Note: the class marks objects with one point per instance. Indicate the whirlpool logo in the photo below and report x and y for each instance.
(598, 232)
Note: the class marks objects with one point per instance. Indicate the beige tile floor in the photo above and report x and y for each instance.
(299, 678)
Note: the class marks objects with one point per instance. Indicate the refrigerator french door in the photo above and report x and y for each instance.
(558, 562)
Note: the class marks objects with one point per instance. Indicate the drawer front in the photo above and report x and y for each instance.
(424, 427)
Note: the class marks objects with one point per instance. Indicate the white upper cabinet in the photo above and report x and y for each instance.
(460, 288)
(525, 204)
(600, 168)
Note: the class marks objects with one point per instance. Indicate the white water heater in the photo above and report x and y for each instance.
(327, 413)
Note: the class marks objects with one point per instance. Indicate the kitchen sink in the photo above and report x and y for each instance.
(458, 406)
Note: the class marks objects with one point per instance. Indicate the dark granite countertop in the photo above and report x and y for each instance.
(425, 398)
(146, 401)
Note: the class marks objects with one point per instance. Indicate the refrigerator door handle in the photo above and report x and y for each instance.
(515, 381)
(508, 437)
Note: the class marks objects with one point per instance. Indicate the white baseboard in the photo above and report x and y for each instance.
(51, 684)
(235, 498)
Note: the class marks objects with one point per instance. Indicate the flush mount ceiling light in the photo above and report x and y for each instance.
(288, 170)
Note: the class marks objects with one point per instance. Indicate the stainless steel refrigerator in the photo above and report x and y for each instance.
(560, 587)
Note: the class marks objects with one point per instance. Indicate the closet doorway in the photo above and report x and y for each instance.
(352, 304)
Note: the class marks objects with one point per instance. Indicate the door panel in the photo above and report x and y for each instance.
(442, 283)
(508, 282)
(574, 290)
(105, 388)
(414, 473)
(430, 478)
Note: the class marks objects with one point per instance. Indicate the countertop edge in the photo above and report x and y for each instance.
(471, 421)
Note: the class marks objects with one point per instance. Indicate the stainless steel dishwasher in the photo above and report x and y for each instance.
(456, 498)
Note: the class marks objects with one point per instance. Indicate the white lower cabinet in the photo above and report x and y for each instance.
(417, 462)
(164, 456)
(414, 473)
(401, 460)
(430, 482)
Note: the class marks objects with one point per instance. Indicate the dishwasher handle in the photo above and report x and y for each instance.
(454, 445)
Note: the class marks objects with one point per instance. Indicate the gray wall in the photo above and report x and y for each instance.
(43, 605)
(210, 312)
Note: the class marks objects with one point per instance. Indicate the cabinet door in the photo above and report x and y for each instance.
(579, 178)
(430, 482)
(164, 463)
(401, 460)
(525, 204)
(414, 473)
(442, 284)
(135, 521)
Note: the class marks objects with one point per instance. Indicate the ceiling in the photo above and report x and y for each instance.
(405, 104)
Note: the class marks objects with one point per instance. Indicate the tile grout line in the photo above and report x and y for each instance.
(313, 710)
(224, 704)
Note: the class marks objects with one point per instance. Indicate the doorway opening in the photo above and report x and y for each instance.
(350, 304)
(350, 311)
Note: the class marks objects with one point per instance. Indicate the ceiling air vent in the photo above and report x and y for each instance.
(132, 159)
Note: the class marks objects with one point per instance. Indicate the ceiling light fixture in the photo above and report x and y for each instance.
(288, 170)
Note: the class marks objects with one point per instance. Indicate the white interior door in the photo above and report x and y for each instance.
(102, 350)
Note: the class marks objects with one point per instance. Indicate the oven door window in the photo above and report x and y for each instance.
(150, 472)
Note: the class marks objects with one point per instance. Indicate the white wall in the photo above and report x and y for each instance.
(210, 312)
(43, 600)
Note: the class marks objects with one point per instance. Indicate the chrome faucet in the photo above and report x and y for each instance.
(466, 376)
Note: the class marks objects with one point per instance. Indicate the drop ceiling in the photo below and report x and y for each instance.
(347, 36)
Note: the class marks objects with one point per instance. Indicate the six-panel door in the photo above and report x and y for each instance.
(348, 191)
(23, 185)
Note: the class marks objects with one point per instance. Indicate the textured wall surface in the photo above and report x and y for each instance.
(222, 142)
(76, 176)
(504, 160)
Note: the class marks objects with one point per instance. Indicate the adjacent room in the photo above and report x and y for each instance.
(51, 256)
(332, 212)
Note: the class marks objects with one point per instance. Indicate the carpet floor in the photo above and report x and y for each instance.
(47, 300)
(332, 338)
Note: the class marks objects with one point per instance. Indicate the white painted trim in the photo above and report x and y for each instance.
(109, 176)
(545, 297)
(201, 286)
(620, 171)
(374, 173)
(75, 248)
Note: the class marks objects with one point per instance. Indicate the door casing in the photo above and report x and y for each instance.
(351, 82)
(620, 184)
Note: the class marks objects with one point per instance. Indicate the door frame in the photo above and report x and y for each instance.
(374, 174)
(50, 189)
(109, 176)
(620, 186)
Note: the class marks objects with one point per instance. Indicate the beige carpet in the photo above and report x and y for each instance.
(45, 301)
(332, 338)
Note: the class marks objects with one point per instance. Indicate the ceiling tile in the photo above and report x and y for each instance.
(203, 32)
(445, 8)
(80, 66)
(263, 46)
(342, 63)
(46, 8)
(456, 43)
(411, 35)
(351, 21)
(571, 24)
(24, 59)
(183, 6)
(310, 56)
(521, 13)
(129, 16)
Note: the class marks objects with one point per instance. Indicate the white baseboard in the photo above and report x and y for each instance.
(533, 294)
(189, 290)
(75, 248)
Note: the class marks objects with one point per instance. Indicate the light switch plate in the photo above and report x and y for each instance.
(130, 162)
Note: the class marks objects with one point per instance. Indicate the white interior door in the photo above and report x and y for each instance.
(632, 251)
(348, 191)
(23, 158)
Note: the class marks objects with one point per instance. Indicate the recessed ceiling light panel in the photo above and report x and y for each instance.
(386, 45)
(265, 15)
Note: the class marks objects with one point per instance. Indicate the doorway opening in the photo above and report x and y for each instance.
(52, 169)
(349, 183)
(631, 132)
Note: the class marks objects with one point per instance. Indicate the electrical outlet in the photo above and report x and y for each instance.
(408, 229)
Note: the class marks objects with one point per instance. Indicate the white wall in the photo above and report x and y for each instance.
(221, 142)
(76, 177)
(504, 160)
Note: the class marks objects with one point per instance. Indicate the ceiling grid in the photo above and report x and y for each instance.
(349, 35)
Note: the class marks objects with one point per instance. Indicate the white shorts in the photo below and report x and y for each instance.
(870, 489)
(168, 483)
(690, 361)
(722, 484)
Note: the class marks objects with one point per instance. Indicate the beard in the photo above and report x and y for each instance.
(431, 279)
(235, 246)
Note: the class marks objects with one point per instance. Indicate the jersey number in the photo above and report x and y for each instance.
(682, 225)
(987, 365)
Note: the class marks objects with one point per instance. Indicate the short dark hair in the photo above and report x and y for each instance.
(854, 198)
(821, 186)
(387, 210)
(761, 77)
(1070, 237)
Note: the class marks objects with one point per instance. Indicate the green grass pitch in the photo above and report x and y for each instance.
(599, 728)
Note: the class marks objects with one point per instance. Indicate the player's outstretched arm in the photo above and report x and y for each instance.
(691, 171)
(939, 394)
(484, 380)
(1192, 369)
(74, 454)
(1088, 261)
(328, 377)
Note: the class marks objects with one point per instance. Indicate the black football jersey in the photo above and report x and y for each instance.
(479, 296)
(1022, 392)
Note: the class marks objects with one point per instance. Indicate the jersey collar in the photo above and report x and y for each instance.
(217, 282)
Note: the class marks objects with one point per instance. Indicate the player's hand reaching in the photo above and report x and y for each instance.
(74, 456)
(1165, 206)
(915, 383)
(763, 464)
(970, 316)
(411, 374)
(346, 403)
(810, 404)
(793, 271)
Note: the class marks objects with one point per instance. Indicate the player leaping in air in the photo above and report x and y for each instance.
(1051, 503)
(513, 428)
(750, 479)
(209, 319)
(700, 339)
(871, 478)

Task objective: The task calls for each record to be returned verbatim.

Exercise response:
Note: the class marks objects with one point per instance. Indicate the whirlpool logo in the photo below and report x and y for each instance.
(598, 232)
Note: the class marks objects with one point per instance. Indicate the beige tile floor in the photo above and report x and y for each instance.
(299, 678)
Note: the class marks objects with one point per instance. Indicate the refrigerator french door in the photo above and report x and y for each instance.
(558, 562)
Note: the class marks objects with one point per instance. Indicate the drawer front in the photo above and report x and y for each instance.
(424, 427)
Note: the class marks objects with one point per instance. Indicate the white upper cabinet in the photo above and report x and y for each instance.
(460, 288)
(525, 204)
(600, 168)
Note: the class marks objects with one point per instance. Indicate the white water heater in the photo above and report x and y for each instance.
(327, 413)
Note: the class marks objects with one point per instance. Indicate the kitchen sink in the photo above and report x and y for each instance.
(458, 406)
Note: the class marks objects with one point per instance. Indicate the dark granite countertop in the photo above and report x and y for each instance.
(425, 398)
(146, 401)
Note: the class marks objects with one point per instance. Indicate the refrigerator door handle in the photo above and report x and y for each instance.
(515, 381)
(508, 437)
Note: the class marks objects with one point per instance. Indicate the white baseboard in the photo above and report x and y for each instance.
(51, 684)
(235, 498)
Note: the class marks objects with one point per instance. Indicate the flush mount ceiling light in the photo above and report x and y for each instance.
(288, 170)
Note: the class marks objects with one point per instance. Indicate the stainless steel refrigerator in the photo above and report x and y for each instance.
(560, 587)
Note: the class marks objects with one point per instance. Indicate the closet doorway in the photo above and report x and y for each instance.
(352, 304)
Note: the class marks objects with one point per instance. Indicate the door panel in the photo above and report x and y for each instance.
(442, 283)
(508, 282)
(574, 290)
(105, 388)
(414, 473)
(430, 478)
Note: the class marks objects with one point per instance. Indicate the countertop edge in the photo above and report x and y for each instance.
(471, 421)
Note: the class marks objects with one point per instance. Indicate the stainless steel dishwasher in the photo above and report x and y for each instance.
(456, 498)
Note: the class marks objects with one point per instance. Indicate the white lower cabinet in the photo above and report x and y for each instance.
(417, 462)
(164, 456)
(414, 473)
(401, 460)
(430, 482)
Note: the class marks objects with one point per instance. Indicate the dishwasher handle in the photo above and report x and y for each instance.
(454, 445)
Note: the class marks objects with one point per instance. Indicate the gray wall in the photo above and report x and y for each instance.
(43, 605)
(210, 312)
Note: the class marks objects with one point per instance. Indicate the cabinet door in the photo above and report x and y for each instance.
(579, 178)
(430, 482)
(164, 463)
(401, 460)
(525, 204)
(414, 473)
(442, 284)
(135, 521)
Note: the class marks objects with one point per instance. Indicate the ceiling in the photo above and report x and y for each instance.
(405, 104)
Note: the class marks objects with one point per instance. Indicate the tile grout line in the photo above and report x and y for each instance.
(313, 710)
(224, 704)
Note: the class marks objects with one point per instance. Indicate the doorway opening in the photo above and report x and y for each instance.
(350, 304)
(350, 311)
Note: the class marks objects with one point per instance. Indicate the ceiling air vent in the photo above and report x and y for each instance.
(132, 159)
Note: the class marks objects with one point per instance. Indicate the ceiling light fixture in the photo above and report x and y for each instance.
(288, 170)
Note: the class marks objects with one point per instance. Indicate the white interior door in the photo above and report x and y for each instance.
(102, 350)
Note: the class marks objects with one point per instance. Indicate the oven door window in the photo above and report x and y for each instance.
(150, 472)
Note: the class marks objects with one point per instance. Indicate the white wall in the photo above and report x and y for each instance.
(210, 312)
(43, 600)
Note: the class marks objects with one point per instance. Indicate the chrome faucet in the photo above and report x and y for each instance.
(466, 376)
Note: the class marks objects with one point per instance. Indicate the drop ceiling in the photo below and report x and y for each instance.
(347, 36)
Note: the class marks objects with one point per instance. Indicate the six-panel door in the photo above and report x and y for each instance.
(348, 191)
(23, 185)
Note: the class marks objects with one point per instance. Indicate the textured wall surface in the photo above and report x and y for each instance.
(222, 142)
(76, 176)
(504, 160)
Note: the class marks objects with one point per instance. Indicate the adjacent room in the photo above and report x and y for each instance.
(51, 256)
(332, 212)
Note: the class marks objects with one point per instance. Indicate the carpet floor in the photo above and report x and y for each instance.
(47, 300)
(332, 338)
Note: the class marks objects with one point per instance. Indicate the white painted trim in the photo above and report x and y for each instance.
(109, 176)
(545, 297)
(201, 286)
(620, 171)
(374, 173)
(75, 248)
Note: the class marks objects with one point per instance. Indicate the door casing in the photo above and report x and y for each instance.
(351, 82)
(620, 184)
Note: the class marks objects with one point per instance. Indicate the door frame in the photo above and report x and y for each instance.
(374, 174)
(50, 189)
(109, 176)
(620, 186)
Note: the class marks objects with one point per instance. Indicate the beige carpet in the photo above and report x and y for each instance.
(45, 301)
(332, 338)
Note: the class marks objects with one point per instance. Indicate the ceiling tile in the photo above and report x and y for each instance.
(203, 32)
(445, 8)
(80, 66)
(263, 46)
(342, 63)
(46, 8)
(456, 43)
(411, 35)
(351, 21)
(571, 24)
(24, 59)
(183, 6)
(310, 56)
(521, 13)
(129, 16)
Note: the class marks objects with one point per instance. Indicate the white baseboard in the photo above and report x and y for each instance.
(533, 294)
(189, 290)
(75, 248)
Note: the class marks objects with one point per instance. Indicate the light switch plate in the photo above and report x and y for each instance.
(130, 162)
Note: the class marks objects with one point per instance. Indicate the white interior door in the photo above and report x and y for each instance.
(632, 251)
(348, 191)
(23, 158)
Note: the class marks objects with one point per instance. Indicate the recessed ceiling light panel in the photo above and report x and y for each instance.
(386, 45)
(265, 15)
Note: the class marks objects with one point per instance. Indicate the doorway opening in the photo above and report x and y for each instance.
(52, 169)
(349, 183)
(631, 132)
Note: the class marks objects with one point per instance. Indicate the electrical outlet in the photo above and report x and y for each instance.
(408, 229)
Note: the class marks objects with one point per instance. Indicate the white wall in the photo above and report x and y for each instance.
(221, 142)
(76, 177)
(504, 160)
Note: the class marks objects with one point per instance. Indicate the ceiling grid in the photo above and report x and y for each instance.
(349, 35)
Note: the class marks objects with one point per instance. Indicate the white shorts in the photo below and report x and y for each instance.
(870, 489)
(168, 483)
(690, 361)
(722, 484)
Note: the class marks objects with one point per instance. Indicate the beard in the photo above and report x and y for each instance.
(431, 279)
(235, 246)
Note: the class marks objects with one point per instance. Indicate the jersey number in the photo above and report x and y for each instance.
(682, 225)
(987, 365)
Note: the class marks objects with one point per instance. Indicate the short dark hair in the photo above and report x and y for each instance.
(854, 198)
(821, 186)
(387, 210)
(761, 77)
(1070, 237)
Note: the class marks objects with one point per instance. Indicate the green grass pitch in the photo above and report x and y for each instance.
(599, 728)
Note: the class marks objects with one point per instance. Indicate the player's outstretched arm in the photo above and report x and y for each instance.
(691, 171)
(939, 394)
(484, 380)
(1192, 369)
(74, 454)
(1088, 261)
(328, 377)
Note: the class marks objects with one point per instance. Indicate the black football jersey in the photo above and report x and y for each instance.
(479, 296)
(1022, 392)
Note: the class marks objects with one point per instance. Indicate the jersey collar in the photo above and report x and y for each instance.
(217, 282)
Note: the class marks objects with one point per instance. Indicate the player's hand reaching in the photo above and report x and y for each instance.
(74, 456)
(1165, 206)
(915, 383)
(763, 464)
(970, 316)
(411, 374)
(346, 403)
(810, 404)
(793, 271)
Note: the class marks objects with one point per instance. Indicate the player leaping in air in the photo above and report x and y for each instance.
(1051, 503)
(513, 428)
(750, 479)
(209, 319)
(700, 339)
(871, 478)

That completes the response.